Segment Start: MATERIAL PROVIDED

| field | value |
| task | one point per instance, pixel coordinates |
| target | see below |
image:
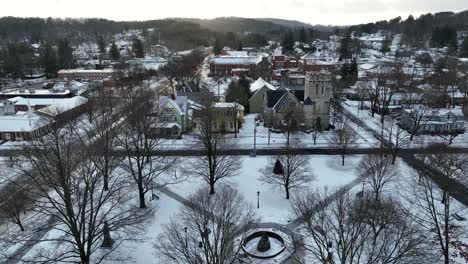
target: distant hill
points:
(236, 24)
(287, 23)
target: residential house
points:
(252, 66)
(176, 115)
(229, 117)
(258, 90)
(435, 121)
(282, 108)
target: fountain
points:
(264, 244)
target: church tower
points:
(317, 94)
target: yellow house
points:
(228, 117)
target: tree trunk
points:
(106, 182)
(393, 158)
(20, 225)
(212, 188)
(141, 195)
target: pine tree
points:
(278, 168)
(101, 45)
(65, 55)
(464, 48)
(137, 48)
(345, 47)
(217, 47)
(239, 45)
(114, 52)
(302, 35)
(386, 45)
(49, 60)
(288, 41)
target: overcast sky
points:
(328, 12)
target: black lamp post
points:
(186, 238)
(258, 199)
(362, 193)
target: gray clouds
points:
(336, 12)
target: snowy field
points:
(273, 205)
(419, 140)
(246, 134)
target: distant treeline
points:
(436, 29)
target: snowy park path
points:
(37, 236)
(458, 190)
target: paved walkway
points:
(456, 189)
(28, 245)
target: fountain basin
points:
(277, 244)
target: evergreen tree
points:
(239, 91)
(217, 47)
(444, 37)
(65, 55)
(302, 35)
(101, 45)
(48, 61)
(464, 48)
(138, 48)
(288, 41)
(345, 47)
(12, 65)
(114, 52)
(386, 45)
(278, 168)
(239, 45)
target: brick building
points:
(85, 75)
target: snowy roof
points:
(237, 53)
(21, 122)
(236, 60)
(367, 66)
(37, 91)
(179, 104)
(86, 71)
(18, 100)
(229, 105)
(259, 84)
(65, 105)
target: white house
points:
(435, 121)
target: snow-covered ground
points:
(245, 138)
(418, 141)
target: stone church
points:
(282, 109)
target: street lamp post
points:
(258, 199)
(362, 192)
(186, 238)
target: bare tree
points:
(212, 166)
(69, 191)
(344, 138)
(393, 236)
(434, 209)
(377, 171)
(397, 137)
(317, 130)
(330, 227)
(140, 143)
(418, 116)
(102, 130)
(208, 229)
(346, 229)
(13, 205)
(290, 170)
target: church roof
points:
(273, 96)
(308, 101)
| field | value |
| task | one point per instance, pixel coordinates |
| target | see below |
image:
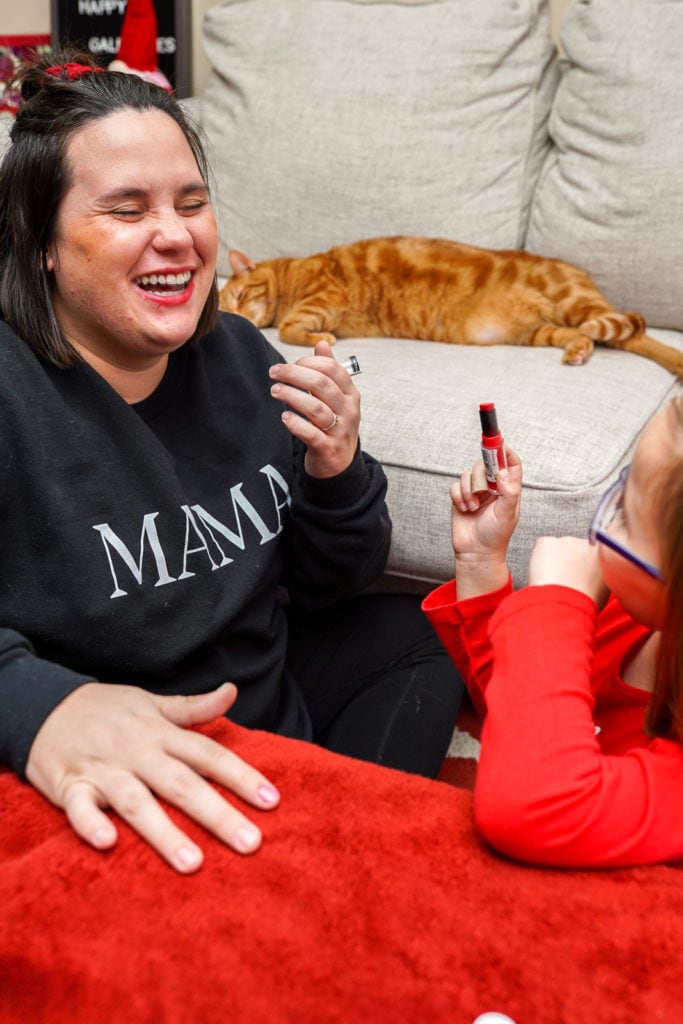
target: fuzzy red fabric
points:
(138, 36)
(372, 899)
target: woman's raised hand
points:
(118, 747)
(324, 410)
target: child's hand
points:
(481, 525)
(568, 561)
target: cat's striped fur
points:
(438, 291)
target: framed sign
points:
(95, 25)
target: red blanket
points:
(372, 900)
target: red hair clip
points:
(71, 71)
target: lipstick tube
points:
(493, 445)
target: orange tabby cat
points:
(437, 291)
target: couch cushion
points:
(330, 121)
(573, 427)
(610, 197)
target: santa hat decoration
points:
(137, 50)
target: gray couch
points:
(329, 121)
(335, 120)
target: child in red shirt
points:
(580, 675)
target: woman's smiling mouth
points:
(165, 284)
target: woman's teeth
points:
(165, 282)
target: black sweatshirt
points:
(147, 544)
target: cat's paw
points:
(578, 351)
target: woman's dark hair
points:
(665, 715)
(35, 176)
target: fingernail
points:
(247, 838)
(268, 795)
(186, 858)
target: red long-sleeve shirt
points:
(566, 774)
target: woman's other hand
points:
(324, 410)
(481, 524)
(119, 747)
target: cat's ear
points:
(240, 263)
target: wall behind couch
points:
(33, 16)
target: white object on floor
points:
(464, 745)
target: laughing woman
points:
(164, 478)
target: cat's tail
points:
(668, 356)
(612, 327)
(627, 331)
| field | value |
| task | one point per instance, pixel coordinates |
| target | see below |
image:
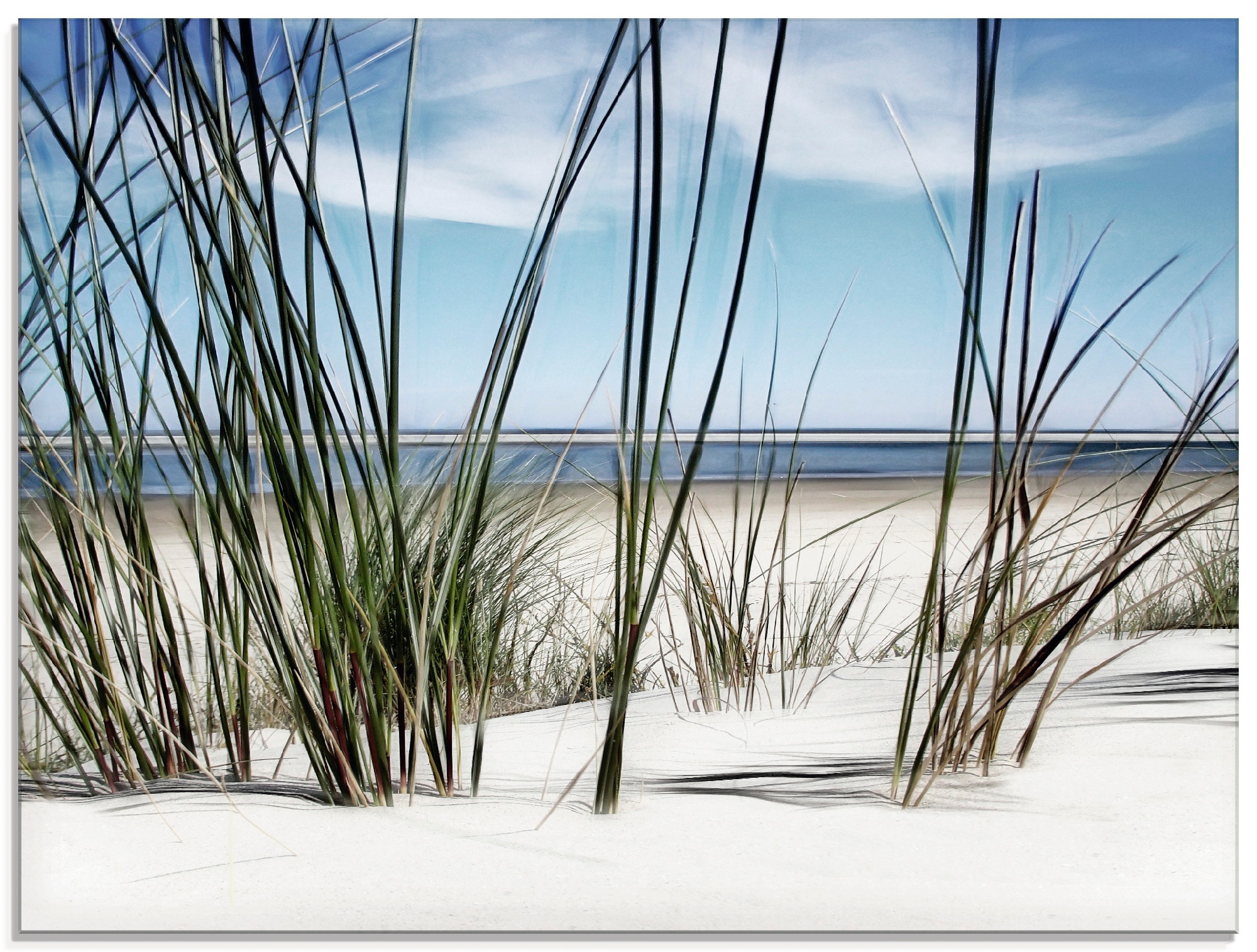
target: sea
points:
(596, 457)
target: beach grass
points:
(188, 314)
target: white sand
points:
(1123, 819)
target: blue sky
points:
(1132, 122)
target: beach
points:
(1123, 819)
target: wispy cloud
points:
(497, 98)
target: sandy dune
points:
(1123, 819)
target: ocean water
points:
(165, 470)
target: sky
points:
(1132, 122)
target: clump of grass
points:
(1018, 603)
(275, 403)
(1197, 586)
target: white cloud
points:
(497, 98)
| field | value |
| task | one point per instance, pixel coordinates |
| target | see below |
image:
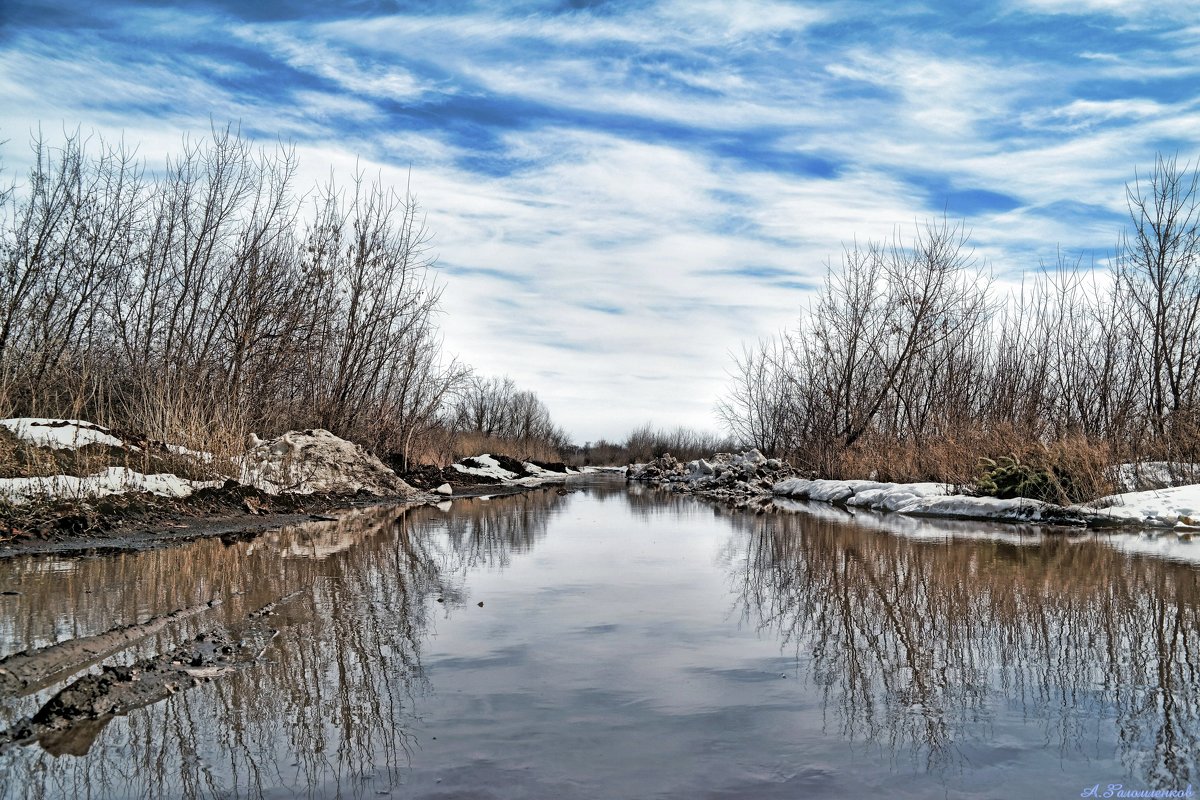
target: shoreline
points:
(167, 523)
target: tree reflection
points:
(915, 642)
(324, 711)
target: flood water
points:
(630, 644)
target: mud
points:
(24, 673)
(71, 720)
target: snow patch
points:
(912, 499)
(304, 462)
(114, 480)
(1176, 506)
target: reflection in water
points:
(324, 711)
(912, 642)
(935, 645)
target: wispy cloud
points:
(625, 192)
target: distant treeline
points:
(647, 443)
(912, 365)
(213, 298)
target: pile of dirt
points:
(54, 519)
(306, 462)
(70, 721)
(731, 477)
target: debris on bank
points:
(730, 477)
(71, 720)
(1165, 507)
(487, 470)
(743, 479)
(307, 462)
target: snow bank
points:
(729, 476)
(487, 465)
(114, 480)
(304, 462)
(919, 500)
(60, 434)
(1146, 475)
(1179, 506)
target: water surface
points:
(633, 644)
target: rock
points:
(732, 477)
(304, 462)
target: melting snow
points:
(114, 480)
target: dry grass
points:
(957, 458)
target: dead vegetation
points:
(913, 365)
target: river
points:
(603, 642)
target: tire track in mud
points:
(24, 673)
(71, 720)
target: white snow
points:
(1176, 506)
(60, 434)
(114, 480)
(304, 462)
(491, 468)
(1146, 475)
(912, 499)
(198, 455)
(1170, 507)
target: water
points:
(633, 645)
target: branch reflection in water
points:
(916, 635)
(324, 711)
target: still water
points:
(612, 643)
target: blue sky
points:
(623, 193)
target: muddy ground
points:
(132, 522)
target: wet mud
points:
(72, 719)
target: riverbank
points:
(750, 480)
(73, 486)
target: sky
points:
(624, 194)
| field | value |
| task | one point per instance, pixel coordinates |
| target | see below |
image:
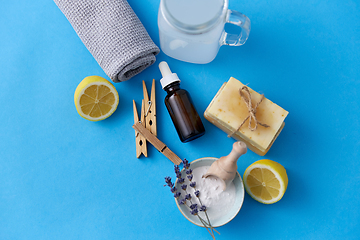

Segment End: MATERIAL PROVIDED

→ WORK REQUIRED
Each record above must be set down again unchanged, with its pictures left out.

→ WORKED SOLUTION
| field | value |
| task | one point per instance, pixel coordinates |
| target | see below |
image:
target: distant hill
points:
(236, 24)
(287, 23)
target: residential house
points:
(252, 66)
(176, 115)
(229, 117)
(258, 90)
(435, 121)
(282, 108)
target: fountain
points:
(264, 244)
target: church tower
points:
(317, 94)
target: yellow house
points:
(228, 117)
target: tree trunk
points:
(106, 182)
(393, 158)
(20, 225)
(212, 188)
(141, 195)
target: pine tree
points:
(278, 168)
(101, 45)
(65, 55)
(464, 48)
(137, 48)
(345, 47)
(217, 47)
(239, 45)
(114, 52)
(302, 35)
(386, 45)
(49, 60)
(288, 41)
target: overcast sky
points:
(328, 12)
target: black lamp post
points:
(186, 238)
(258, 199)
(362, 193)
target: gray clouds
points:
(336, 12)
target: snowy field
points:
(273, 205)
(419, 140)
(246, 134)
target: distant treeline
points:
(436, 29)
target: snowy park path
points:
(37, 236)
(458, 190)
target: paved walkway
points:
(456, 189)
(28, 245)
target: fountain basin
points:
(277, 244)
target: evergreen tree
points:
(239, 91)
(217, 47)
(444, 37)
(65, 55)
(302, 35)
(101, 45)
(48, 61)
(464, 48)
(138, 48)
(288, 41)
(345, 47)
(12, 65)
(114, 52)
(386, 45)
(278, 168)
(239, 45)
target: brick building
points:
(85, 75)
target: snowy roof
points:
(237, 53)
(21, 122)
(236, 60)
(367, 66)
(37, 91)
(179, 104)
(86, 71)
(18, 100)
(229, 105)
(259, 84)
(65, 105)
target: white house
points:
(435, 121)
target: snow-covered ground
points:
(245, 138)
(418, 141)
target: stone church
points:
(282, 109)
target: street lamp post
points:
(258, 199)
(362, 192)
(186, 238)
target: bare tree
points:
(212, 166)
(69, 191)
(344, 138)
(393, 236)
(434, 209)
(377, 171)
(397, 137)
(317, 130)
(330, 227)
(140, 143)
(418, 116)
(102, 130)
(208, 229)
(346, 229)
(13, 205)
(290, 170)
target: church roof
points:
(273, 96)
(308, 101)
| field | value |
| task | one point per instance, pixel coordinates |
| target | see below |
image:
target: fuzzy red fabric
points:
(138, 36)
(372, 899)
target: woman's raised hand
points:
(118, 747)
(324, 410)
target: child's hand
points:
(481, 525)
(568, 561)
target: cat's striped fur
points:
(438, 291)
target: framed sign
points:
(95, 25)
target: red blanket
points:
(372, 900)
target: red hair clip
points:
(71, 71)
target: lipstick tube
points:
(493, 445)
target: orange tabby cat
points:
(437, 291)
target: couch cushion
points:
(330, 121)
(573, 427)
(610, 197)
target: santa hat decoration
points:
(137, 50)
target: gray couch
points:
(329, 121)
(335, 120)
target: child in red shirt
points:
(580, 675)
target: woman's smiling mouth
points:
(165, 284)
target: woman's teeth
points:
(165, 282)
target: black sweatshirt
points:
(147, 544)
target: cat's paw
points:
(578, 351)
target: woman's dark hair
points:
(665, 715)
(35, 176)
target: fingernail
points:
(247, 838)
(268, 795)
(186, 858)
target: red long-sleeve shirt
points:
(566, 774)
target: woman's other hand
points:
(324, 410)
(481, 524)
(119, 747)
target: cat's ear
points:
(240, 263)
target: wall behind couch
points:
(33, 16)
target: white object on floor
points:
(464, 745)
target: laughing woman
points:
(164, 478)
target: cat's tail
points:
(668, 356)
(612, 327)
(627, 331)
| field | value |
| task | one point per instance, pixel coordinates |
| target | see below |
image:
target: sea
points:
(596, 457)
target: beach grass
points:
(188, 314)
target: white sand
points:
(1123, 819)
target: blue sky
points:
(1132, 122)
target: beach
points:
(1123, 819)
target: wispy cloud
points:
(497, 98)
target: sandy dune
points:
(1123, 819)
target: ocean water
points:
(165, 470)
target: sky
points:
(1132, 122)
target: clump of grass
points:
(1018, 603)
(275, 403)
(1197, 586)
target: white cloud
points:
(497, 98)
| field | value |
| task | one point per instance, pixel coordinates |
| target | see below |
image:
target: shoreline
points:
(167, 523)
target: tree reflection
points:
(915, 642)
(324, 711)
target: flood water
points:
(630, 644)
target: mud
points:
(24, 673)
(71, 720)
target: snow patch
points:
(912, 499)
(304, 462)
(114, 480)
(1176, 506)
target: reflection in water
points:
(324, 711)
(912, 642)
(935, 645)
target: wispy cloud
points:
(625, 192)
target: distant treeline
points:
(647, 443)
(912, 365)
(213, 298)
target: pile of dirt
points:
(54, 519)
(306, 462)
(70, 721)
(731, 477)
target: debris on bank
points:
(730, 477)
(71, 720)
(1165, 507)
(487, 470)
(743, 479)
(307, 462)
target: snow bank
points:
(729, 476)
(487, 465)
(114, 480)
(304, 462)
(919, 500)
(60, 434)
(1146, 475)
(1179, 506)
target: water surface
points:
(633, 644)
target: rock
points:
(732, 477)
(304, 462)
target: melting snow
points:
(114, 480)
target: dry grass
points:
(957, 458)
target: dead vegetation
points:
(913, 365)
target: river
points:
(603, 642)
target: tire track in mud
points:
(24, 673)
(71, 720)
target: white snow
points:
(1176, 506)
(60, 434)
(114, 480)
(304, 462)
(491, 468)
(1146, 475)
(912, 499)
(198, 455)
(1170, 507)
target: water
points:
(633, 645)
target: branch reflection in water
points:
(916, 635)
(324, 711)
target: still water
points:
(612, 643)
target: blue sky
points:
(623, 193)
target: muddy ground
points:
(132, 522)
target: wet mud
points:
(72, 719)
target: riverbank
points:
(750, 480)
(73, 486)
target: sky
points:
(624, 194)
| field | value |
| task | one point per instance, pixel coordinates |
| target | see below |
image:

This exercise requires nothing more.